**CONTENIDO DEL LISTADO:**
▼▼▼

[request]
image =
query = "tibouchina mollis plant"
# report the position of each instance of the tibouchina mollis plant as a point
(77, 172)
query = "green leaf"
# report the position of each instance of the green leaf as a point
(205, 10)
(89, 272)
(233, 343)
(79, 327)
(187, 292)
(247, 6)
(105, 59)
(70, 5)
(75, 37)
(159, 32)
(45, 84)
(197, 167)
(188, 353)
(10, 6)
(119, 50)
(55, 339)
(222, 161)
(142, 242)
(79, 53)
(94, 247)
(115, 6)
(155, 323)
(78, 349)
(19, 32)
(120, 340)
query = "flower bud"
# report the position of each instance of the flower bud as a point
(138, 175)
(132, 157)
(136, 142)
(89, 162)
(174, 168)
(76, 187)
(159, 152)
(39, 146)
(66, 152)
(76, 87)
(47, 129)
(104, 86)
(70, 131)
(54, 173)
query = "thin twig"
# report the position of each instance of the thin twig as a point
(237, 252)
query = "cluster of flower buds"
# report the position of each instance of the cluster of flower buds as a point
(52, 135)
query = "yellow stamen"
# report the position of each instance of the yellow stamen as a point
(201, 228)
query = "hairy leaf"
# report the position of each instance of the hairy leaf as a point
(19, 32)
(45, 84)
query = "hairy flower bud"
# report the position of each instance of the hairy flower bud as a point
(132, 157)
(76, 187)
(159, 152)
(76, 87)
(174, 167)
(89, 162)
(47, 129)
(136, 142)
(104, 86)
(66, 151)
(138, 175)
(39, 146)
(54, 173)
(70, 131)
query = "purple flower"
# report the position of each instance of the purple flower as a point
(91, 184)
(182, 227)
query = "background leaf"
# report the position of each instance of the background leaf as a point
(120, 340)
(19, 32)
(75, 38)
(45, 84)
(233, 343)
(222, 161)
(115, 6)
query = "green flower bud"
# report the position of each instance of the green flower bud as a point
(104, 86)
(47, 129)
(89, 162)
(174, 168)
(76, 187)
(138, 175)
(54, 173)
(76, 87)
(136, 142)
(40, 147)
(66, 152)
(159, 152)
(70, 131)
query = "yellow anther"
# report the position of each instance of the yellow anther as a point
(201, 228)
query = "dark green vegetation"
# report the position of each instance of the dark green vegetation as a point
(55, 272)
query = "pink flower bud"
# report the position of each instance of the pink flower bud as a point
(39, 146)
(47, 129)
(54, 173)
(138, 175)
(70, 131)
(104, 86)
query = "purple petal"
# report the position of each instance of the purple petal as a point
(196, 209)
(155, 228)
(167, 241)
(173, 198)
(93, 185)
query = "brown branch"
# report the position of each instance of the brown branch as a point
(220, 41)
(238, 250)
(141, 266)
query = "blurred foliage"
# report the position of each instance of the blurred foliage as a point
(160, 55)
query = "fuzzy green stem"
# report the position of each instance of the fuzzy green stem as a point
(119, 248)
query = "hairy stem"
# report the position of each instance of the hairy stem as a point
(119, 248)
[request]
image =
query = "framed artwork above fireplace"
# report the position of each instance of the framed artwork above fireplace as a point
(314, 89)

▲▲▲

**DESCRIPCIÓN DEL EJERCICIO:** Muestra cada línea del listado anterior que contenga la cadena "dark". Las mayúsculas y minúsculas cuentan.

**RESPUESTA ESCRITA:**
query = "dark green vegetation"
# report the position of each instance of the dark green vegetation as a point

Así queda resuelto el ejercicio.